GIVEN REQUEST — Quote these lines back word for word, omitting the picture.

:::

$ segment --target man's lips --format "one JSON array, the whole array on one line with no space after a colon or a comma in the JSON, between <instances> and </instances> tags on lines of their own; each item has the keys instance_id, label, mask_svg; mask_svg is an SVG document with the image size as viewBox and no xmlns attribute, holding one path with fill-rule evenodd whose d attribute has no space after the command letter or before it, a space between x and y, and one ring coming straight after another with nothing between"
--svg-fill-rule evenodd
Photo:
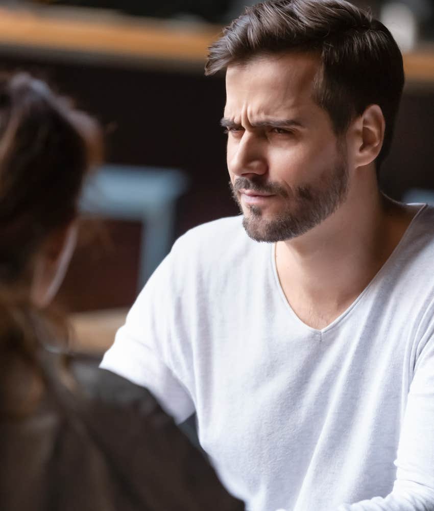
<instances>
[{"instance_id":1,"label":"man's lips","mask_svg":"<svg viewBox=\"0 0 434 511\"><path fill-rule=\"evenodd\" d=\"M274 195L267 192L255 192L254 190L246 190L243 189L239 191L242 195L247 195L247 197L270 197Z\"/></svg>"},{"instance_id":2,"label":"man's lips","mask_svg":"<svg viewBox=\"0 0 434 511\"><path fill-rule=\"evenodd\" d=\"M267 192L256 192L254 190L241 189L238 191L243 201L246 204L263 204L274 197L275 194Z\"/></svg>"}]
</instances>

:::

OUTPUT —
$ segment --target man's lips --format "one JSON array, the whole array on one line with no space after a colon or a comma in the JSON, between <instances> and </instances> tags on lines of their own; each item has the keys instance_id, label, mask_svg; mask_svg is an SVG document with the image size as viewBox and no xmlns attribute, holding one path with fill-rule evenodd whose d attribute has no space after the command letter or before it, a space between x and y, and one ring coming straight after another with nothing between"
--svg-fill-rule evenodd
Photo:
<instances>
[{"instance_id":1,"label":"man's lips","mask_svg":"<svg viewBox=\"0 0 434 511\"><path fill-rule=\"evenodd\" d=\"M274 195L267 192L255 192L254 190L246 190L243 189L239 191L242 195L247 195L247 197L270 197Z\"/></svg>"},{"instance_id":2,"label":"man's lips","mask_svg":"<svg viewBox=\"0 0 434 511\"><path fill-rule=\"evenodd\" d=\"M267 192L256 192L254 190L241 189L238 191L243 201L246 204L263 204L274 197L275 194Z\"/></svg>"}]
</instances>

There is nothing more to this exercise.